[Exercise prompt]
Decide whether each statement agrees with the ascertainability text below. Answer yes or no for each, and quote the words from the text that decide it.
(a) Federal district courts in California have extended Carrera.
(b) In Brazil, the district court found that ascertainability was lacking.
(c) Dole admitted that all of its customers received ascorbic acid and citric acid in its products that were made in a similar way.

[Reading text]
****
Federal district courts in California have, however, declined to extend Carrera, stating “[i]n this Circuit, it is enough that the class definition describes a set of common characteristics sufficient to allow a prospective plaintiff to identify himself or herself as having a right to recover based on the description.” Brazil v. Dole Packaged Foods, LLC, 2014 WL 2466559, at *6 (N.D. Cal. May 30, 2014) (citing McCrary v. The Elations Co., LLC, 2014 WL 1779243, at *8 (C.D. Cal. Jan. 13, 2014)). In Brazil, the district court disagreed that ascertainability was lacking because Dole’s labels did not identify the method that was used to create ascorbic acid or citric acid. Rather, Dole admitted that all of its customers received ascorbic acid and citric acid in its products that were made in a similar way. This was sufficient to defeat the defendant’s ascertainability argument. Brazil, 2014 WL 2466559, at *5. A petition for leave to appeal has been filed.
****
[Provided records]
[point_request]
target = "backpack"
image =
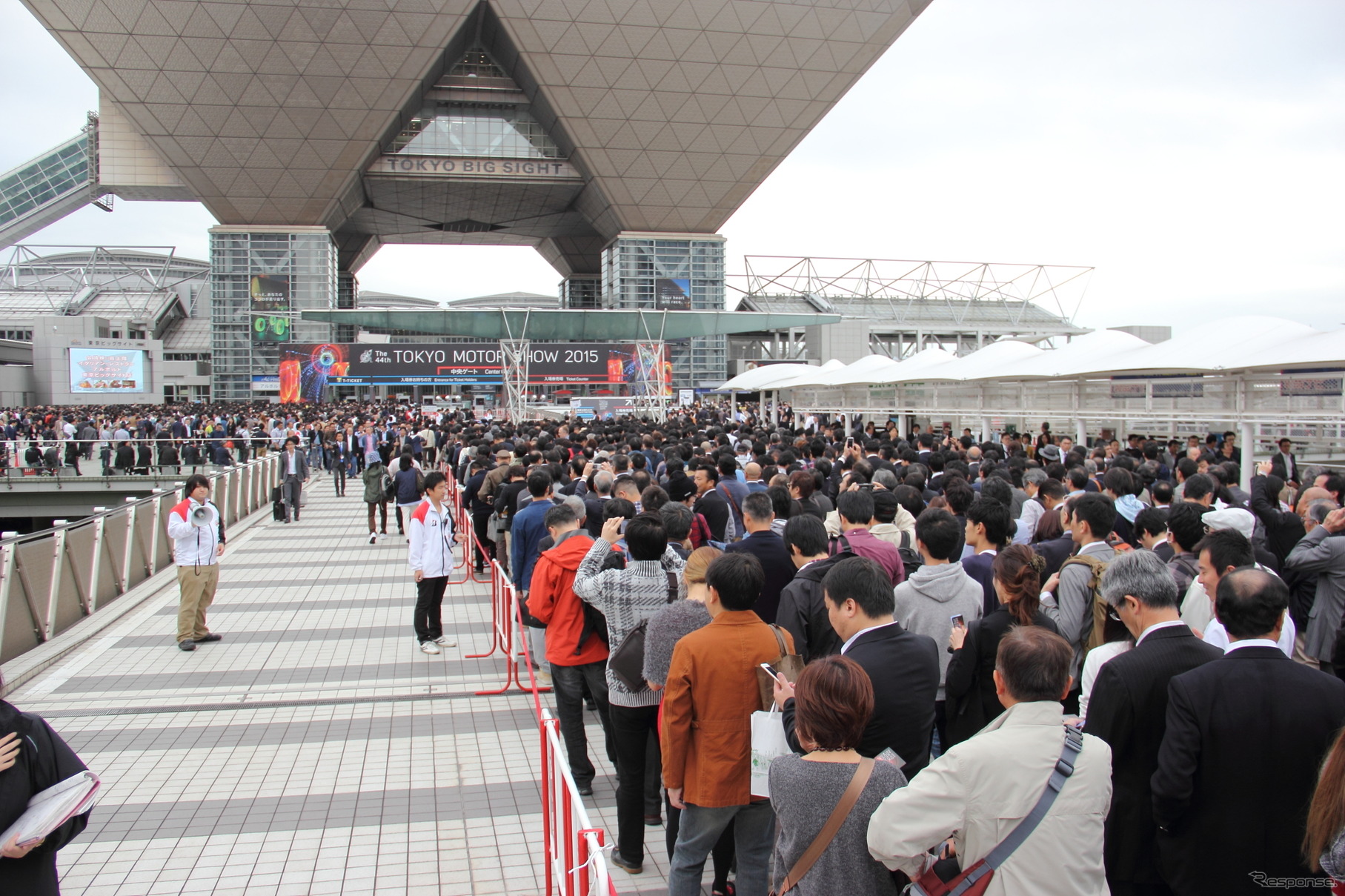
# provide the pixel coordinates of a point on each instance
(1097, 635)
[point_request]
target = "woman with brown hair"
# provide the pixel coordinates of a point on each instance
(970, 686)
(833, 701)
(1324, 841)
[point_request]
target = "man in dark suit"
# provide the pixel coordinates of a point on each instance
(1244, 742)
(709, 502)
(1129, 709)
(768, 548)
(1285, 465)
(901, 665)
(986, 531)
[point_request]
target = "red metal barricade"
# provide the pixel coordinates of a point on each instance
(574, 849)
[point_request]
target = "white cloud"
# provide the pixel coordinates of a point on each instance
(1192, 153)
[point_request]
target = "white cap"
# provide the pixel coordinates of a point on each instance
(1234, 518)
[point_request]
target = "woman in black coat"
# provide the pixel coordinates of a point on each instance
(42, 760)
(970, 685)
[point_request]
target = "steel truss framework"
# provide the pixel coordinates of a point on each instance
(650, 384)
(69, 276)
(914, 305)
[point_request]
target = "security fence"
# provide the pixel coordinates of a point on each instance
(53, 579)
****
[Exercise solution]
(a) No: "Federal district courts in California have, however, declined to extend Carrera"
(b) No: "the district court disagreed that ascertainability was lacking"
(c) Yes: "Dole admitted that all of its customers received ascorbic acid and citric acid in its products that were made in a similar way."